- _Testo da leggere_
▼
COLOGNO MONZESE – Domenica 7 ottobre 2018, nel corso del programma “Pressing”, in onda alle ore 23.30 su Canale 5, è intervenuto l’ex C.T. della Nazionale Italiana Gian Piero Ventura, ospite in studio.
Sull’Inter, dichiara: «Ha vinto una gara non facile perché ha incontrato la miglior Spal della stagione. Andare a vincere su quel campo e dopo aver subito il pareggio è stato un grande segnale. Credo che abbia ancora ampi margini di miglioramento ma la prima mezz’ora è stata da squadra importante».
Sulla forza della Juventus, dichiara: «La Juve non molla niente, ha grinta e sacrifico abbinati a qualità assolute, perché senza qualità non si vince. Il primo tempo con l’Udinese è stato quasi imbarazzante, per la differenza tra le due squadre. E’ vero che la Juve è partita con il diritto e il dovere di essere la favorita assoluta ma penso che questo campionato sia diverso rispetto a quello dello scorso anno. Non so se sia la Juventus più forte di sempre ma è sicuramente la rosa della Juve più forte di sempre. Su questo non c’è il minimo dubbio: se guardiamo la panchina della Juventus ci sono almeno sette giocatori che sarebbero potenziali titolari nelle altre migliori squadre della Serie A».
▲
- _Quesito_
Quali squadre di club vengono nominate nel testo da leggere? Elencale tutte. L'elenco è materiale a sé, indipendente dal testo da leggere.

Voci del dataset di annotazione a punti:
▼
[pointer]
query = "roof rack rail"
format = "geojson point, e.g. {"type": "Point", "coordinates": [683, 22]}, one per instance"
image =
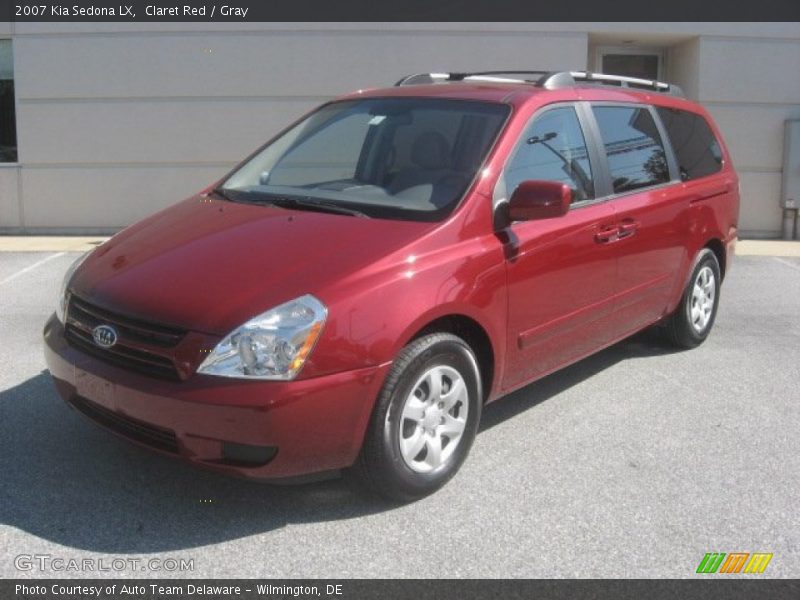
{"type": "Point", "coordinates": [551, 80]}
{"type": "Point", "coordinates": [573, 78]}
{"type": "Point", "coordinates": [423, 78]}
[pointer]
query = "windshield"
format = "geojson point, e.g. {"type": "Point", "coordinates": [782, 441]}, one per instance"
{"type": "Point", "coordinates": [403, 158]}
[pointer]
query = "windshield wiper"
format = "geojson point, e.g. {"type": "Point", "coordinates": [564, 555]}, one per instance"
{"type": "Point", "coordinates": [222, 194]}
{"type": "Point", "coordinates": [309, 204]}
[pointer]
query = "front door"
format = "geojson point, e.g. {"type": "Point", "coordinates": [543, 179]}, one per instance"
{"type": "Point", "coordinates": [561, 271]}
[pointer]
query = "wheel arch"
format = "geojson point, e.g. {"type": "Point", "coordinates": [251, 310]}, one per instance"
{"type": "Point", "coordinates": [718, 248]}
{"type": "Point", "coordinates": [474, 334]}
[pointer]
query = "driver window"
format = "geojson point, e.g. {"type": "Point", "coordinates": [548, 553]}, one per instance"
{"type": "Point", "coordinates": [553, 148]}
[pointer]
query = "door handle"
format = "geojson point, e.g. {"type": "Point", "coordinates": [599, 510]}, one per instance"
{"type": "Point", "coordinates": [607, 234]}
{"type": "Point", "coordinates": [628, 228]}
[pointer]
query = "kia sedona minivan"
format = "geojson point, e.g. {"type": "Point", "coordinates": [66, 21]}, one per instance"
{"type": "Point", "coordinates": [354, 293]}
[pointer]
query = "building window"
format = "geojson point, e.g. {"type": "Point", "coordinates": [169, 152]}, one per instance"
{"type": "Point", "coordinates": [8, 121]}
{"type": "Point", "coordinates": [631, 61]}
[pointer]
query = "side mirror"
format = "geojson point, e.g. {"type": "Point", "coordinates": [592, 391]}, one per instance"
{"type": "Point", "coordinates": [539, 200]}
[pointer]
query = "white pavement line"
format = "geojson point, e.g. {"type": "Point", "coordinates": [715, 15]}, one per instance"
{"type": "Point", "coordinates": [789, 264]}
{"type": "Point", "coordinates": [35, 265]}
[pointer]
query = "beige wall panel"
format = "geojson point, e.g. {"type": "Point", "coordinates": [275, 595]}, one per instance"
{"type": "Point", "coordinates": [683, 66]}
{"type": "Point", "coordinates": [760, 211]}
{"type": "Point", "coordinates": [754, 133]}
{"type": "Point", "coordinates": [687, 29]}
{"type": "Point", "coordinates": [750, 71]}
{"type": "Point", "coordinates": [106, 197]}
{"type": "Point", "coordinates": [200, 131]}
{"type": "Point", "coordinates": [9, 200]}
{"type": "Point", "coordinates": [265, 64]}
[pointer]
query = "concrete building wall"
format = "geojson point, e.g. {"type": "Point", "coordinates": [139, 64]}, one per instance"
{"type": "Point", "coordinates": [115, 121]}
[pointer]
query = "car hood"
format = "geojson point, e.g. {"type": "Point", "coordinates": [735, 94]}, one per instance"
{"type": "Point", "coordinates": [210, 265]}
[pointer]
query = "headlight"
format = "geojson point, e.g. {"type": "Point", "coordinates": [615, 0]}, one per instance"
{"type": "Point", "coordinates": [61, 305]}
{"type": "Point", "coordinates": [273, 345]}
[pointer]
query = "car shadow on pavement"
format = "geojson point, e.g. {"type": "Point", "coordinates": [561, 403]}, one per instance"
{"type": "Point", "coordinates": [68, 481]}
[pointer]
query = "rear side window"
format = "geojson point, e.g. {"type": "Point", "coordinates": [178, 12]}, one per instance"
{"type": "Point", "coordinates": [634, 148]}
{"type": "Point", "coordinates": [696, 149]}
{"type": "Point", "coordinates": [553, 149]}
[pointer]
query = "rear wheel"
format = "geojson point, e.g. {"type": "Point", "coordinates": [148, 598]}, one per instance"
{"type": "Point", "coordinates": [692, 321]}
{"type": "Point", "coordinates": [424, 421]}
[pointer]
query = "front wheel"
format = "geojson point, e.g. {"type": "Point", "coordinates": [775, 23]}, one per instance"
{"type": "Point", "coordinates": [692, 321]}
{"type": "Point", "coordinates": [425, 419]}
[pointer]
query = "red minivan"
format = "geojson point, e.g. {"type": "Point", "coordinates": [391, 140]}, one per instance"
{"type": "Point", "coordinates": [354, 292]}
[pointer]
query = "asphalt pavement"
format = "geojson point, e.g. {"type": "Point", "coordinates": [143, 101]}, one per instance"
{"type": "Point", "coordinates": [632, 463]}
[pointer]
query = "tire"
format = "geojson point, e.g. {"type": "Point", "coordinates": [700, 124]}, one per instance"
{"type": "Point", "coordinates": [692, 321]}
{"type": "Point", "coordinates": [417, 438]}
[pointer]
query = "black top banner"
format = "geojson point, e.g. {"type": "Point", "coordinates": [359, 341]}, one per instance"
{"type": "Point", "coordinates": [396, 10]}
{"type": "Point", "coordinates": [404, 589]}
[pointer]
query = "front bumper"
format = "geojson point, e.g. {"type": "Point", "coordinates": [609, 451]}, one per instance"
{"type": "Point", "coordinates": [311, 425]}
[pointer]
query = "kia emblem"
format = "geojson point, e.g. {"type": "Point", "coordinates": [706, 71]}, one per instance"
{"type": "Point", "coordinates": [104, 336]}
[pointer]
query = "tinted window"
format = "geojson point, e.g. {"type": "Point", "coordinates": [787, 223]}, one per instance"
{"type": "Point", "coordinates": [635, 152]}
{"type": "Point", "coordinates": [553, 148]}
{"type": "Point", "coordinates": [407, 158]}
{"type": "Point", "coordinates": [696, 149]}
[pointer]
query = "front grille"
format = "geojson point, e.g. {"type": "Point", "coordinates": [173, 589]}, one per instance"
{"type": "Point", "coordinates": [142, 347]}
{"type": "Point", "coordinates": [155, 437]}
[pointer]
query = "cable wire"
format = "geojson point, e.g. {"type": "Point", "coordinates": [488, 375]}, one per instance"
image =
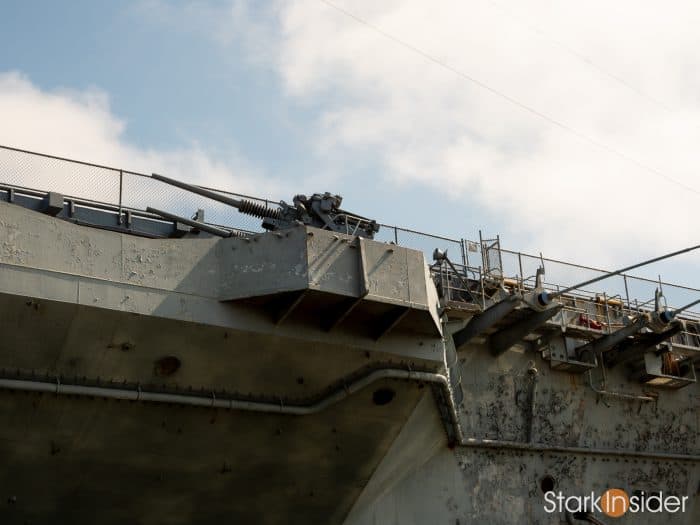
{"type": "Point", "coordinates": [510, 99]}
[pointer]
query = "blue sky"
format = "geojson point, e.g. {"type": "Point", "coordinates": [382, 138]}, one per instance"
{"type": "Point", "coordinates": [297, 96]}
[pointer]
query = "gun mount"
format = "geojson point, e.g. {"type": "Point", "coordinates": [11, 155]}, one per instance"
{"type": "Point", "coordinates": [321, 210]}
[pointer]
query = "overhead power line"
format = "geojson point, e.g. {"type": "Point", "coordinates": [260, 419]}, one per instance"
{"type": "Point", "coordinates": [580, 56]}
{"type": "Point", "coordinates": [508, 98]}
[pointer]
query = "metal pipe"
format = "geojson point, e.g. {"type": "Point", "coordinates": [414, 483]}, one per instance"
{"type": "Point", "coordinates": [608, 393]}
{"type": "Point", "coordinates": [195, 224]}
{"type": "Point", "coordinates": [212, 401]}
{"type": "Point", "coordinates": [200, 191]}
{"type": "Point", "coordinates": [546, 296]}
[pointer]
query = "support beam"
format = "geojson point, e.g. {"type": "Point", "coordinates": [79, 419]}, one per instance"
{"type": "Point", "coordinates": [338, 314]}
{"type": "Point", "coordinates": [640, 347]}
{"type": "Point", "coordinates": [607, 342]}
{"type": "Point", "coordinates": [389, 321]}
{"type": "Point", "coordinates": [283, 306]}
{"type": "Point", "coordinates": [485, 320]}
{"type": "Point", "coordinates": [503, 340]}
{"type": "Point", "coordinates": [52, 204]}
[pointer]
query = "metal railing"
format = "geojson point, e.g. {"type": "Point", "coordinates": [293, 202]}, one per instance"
{"type": "Point", "coordinates": [127, 189]}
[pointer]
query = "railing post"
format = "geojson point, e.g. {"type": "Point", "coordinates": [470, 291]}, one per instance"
{"type": "Point", "coordinates": [121, 188]}
{"type": "Point", "coordinates": [522, 275]}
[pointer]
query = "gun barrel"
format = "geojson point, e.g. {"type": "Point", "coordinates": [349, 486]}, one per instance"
{"type": "Point", "coordinates": [244, 205]}
{"type": "Point", "coordinates": [236, 203]}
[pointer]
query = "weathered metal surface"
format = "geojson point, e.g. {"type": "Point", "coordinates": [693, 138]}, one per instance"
{"type": "Point", "coordinates": [168, 329]}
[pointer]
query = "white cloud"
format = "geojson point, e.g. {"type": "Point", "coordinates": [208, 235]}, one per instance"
{"type": "Point", "coordinates": [431, 127]}
{"type": "Point", "coordinates": [81, 125]}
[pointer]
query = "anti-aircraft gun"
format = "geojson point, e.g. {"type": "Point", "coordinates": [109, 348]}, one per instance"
{"type": "Point", "coordinates": [321, 210]}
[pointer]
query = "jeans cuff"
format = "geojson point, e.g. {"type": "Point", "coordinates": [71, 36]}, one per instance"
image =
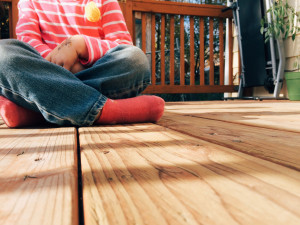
{"type": "Point", "coordinates": [95, 110]}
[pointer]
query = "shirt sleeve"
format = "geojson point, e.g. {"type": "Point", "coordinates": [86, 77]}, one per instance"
{"type": "Point", "coordinates": [114, 29]}
{"type": "Point", "coordinates": [28, 29]}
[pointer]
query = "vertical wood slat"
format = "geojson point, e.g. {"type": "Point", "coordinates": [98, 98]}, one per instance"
{"type": "Point", "coordinates": [144, 32]}
{"type": "Point", "coordinates": [192, 52]}
{"type": "Point", "coordinates": [202, 49]}
{"type": "Point", "coordinates": [153, 53]}
{"type": "Point", "coordinates": [162, 48]}
{"type": "Point", "coordinates": [172, 52]}
{"type": "Point", "coordinates": [221, 53]}
{"type": "Point", "coordinates": [230, 49]}
{"type": "Point", "coordinates": [182, 71]}
{"type": "Point", "coordinates": [211, 51]}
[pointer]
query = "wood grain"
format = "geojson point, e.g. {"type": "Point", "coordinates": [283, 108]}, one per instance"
{"type": "Point", "coordinates": [38, 176]}
{"type": "Point", "coordinates": [279, 115]}
{"type": "Point", "coordinates": [281, 147]}
{"type": "Point", "coordinates": [147, 174]}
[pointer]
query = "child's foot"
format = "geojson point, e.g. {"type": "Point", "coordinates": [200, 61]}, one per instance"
{"type": "Point", "coordinates": [17, 116]}
{"type": "Point", "coordinates": [139, 109]}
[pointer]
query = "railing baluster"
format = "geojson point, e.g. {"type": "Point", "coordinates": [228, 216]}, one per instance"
{"type": "Point", "coordinates": [162, 48]}
{"type": "Point", "coordinates": [202, 49]}
{"type": "Point", "coordinates": [211, 51]}
{"type": "Point", "coordinates": [153, 54]}
{"type": "Point", "coordinates": [172, 52]}
{"type": "Point", "coordinates": [221, 52]}
{"type": "Point", "coordinates": [230, 46]}
{"type": "Point", "coordinates": [182, 71]}
{"type": "Point", "coordinates": [192, 52]}
{"type": "Point", "coordinates": [144, 32]}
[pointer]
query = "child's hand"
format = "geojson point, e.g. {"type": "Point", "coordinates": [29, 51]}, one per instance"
{"type": "Point", "coordinates": [68, 52]}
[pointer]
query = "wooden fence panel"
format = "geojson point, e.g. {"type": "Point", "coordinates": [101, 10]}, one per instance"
{"type": "Point", "coordinates": [172, 73]}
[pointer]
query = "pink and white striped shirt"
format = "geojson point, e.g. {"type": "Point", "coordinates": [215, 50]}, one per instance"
{"type": "Point", "coordinates": [44, 24]}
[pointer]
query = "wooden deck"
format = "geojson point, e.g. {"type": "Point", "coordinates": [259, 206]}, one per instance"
{"type": "Point", "coordinates": [235, 162]}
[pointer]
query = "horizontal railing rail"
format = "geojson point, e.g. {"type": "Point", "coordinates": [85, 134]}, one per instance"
{"type": "Point", "coordinates": [185, 68]}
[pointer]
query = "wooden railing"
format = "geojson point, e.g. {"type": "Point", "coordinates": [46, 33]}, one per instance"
{"type": "Point", "coordinates": [176, 79]}
{"type": "Point", "coordinates": [186, 82]}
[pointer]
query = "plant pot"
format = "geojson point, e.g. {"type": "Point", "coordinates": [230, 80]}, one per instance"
{"type": "Point", "coordinates": [293, 85]}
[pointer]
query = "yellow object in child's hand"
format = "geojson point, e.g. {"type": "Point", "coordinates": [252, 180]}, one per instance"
{"type": "Point", "coordinates": [92, 12]}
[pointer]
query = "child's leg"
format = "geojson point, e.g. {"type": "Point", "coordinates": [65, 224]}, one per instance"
{"type": "Point", "coordinates": [143, 108]}
{"type": "Point", "coordinates": [122, 74]}
{"type": "Point", "coordinates": [33, 83]}
{"type": "Point", "coordinates": [38, 85]}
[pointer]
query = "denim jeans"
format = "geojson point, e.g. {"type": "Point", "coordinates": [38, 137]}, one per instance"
{"type": "Point", "coordinates": [64, 98]}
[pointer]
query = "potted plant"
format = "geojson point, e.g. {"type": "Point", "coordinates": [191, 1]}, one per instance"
{"type": "Point", "coordinates": [284, 23]}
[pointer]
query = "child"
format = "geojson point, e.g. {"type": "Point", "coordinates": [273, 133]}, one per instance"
{"type": "Point", "coordinates": [69, 69]}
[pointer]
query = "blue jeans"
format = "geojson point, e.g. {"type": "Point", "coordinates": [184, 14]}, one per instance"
{"type": "Point", "coordinates": [64, 98]}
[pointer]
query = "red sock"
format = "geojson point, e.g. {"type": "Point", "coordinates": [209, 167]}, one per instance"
{"type": "Point", "coordinates": [17, 116]}
{"type": "Point", "coordinates": [139, 109]}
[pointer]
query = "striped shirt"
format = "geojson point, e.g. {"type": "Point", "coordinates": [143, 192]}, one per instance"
{"type": "Point", "coordinates": [44, 24]}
▲
- _Risposta scritta_
Inter, Spal, Juventus, Udinese.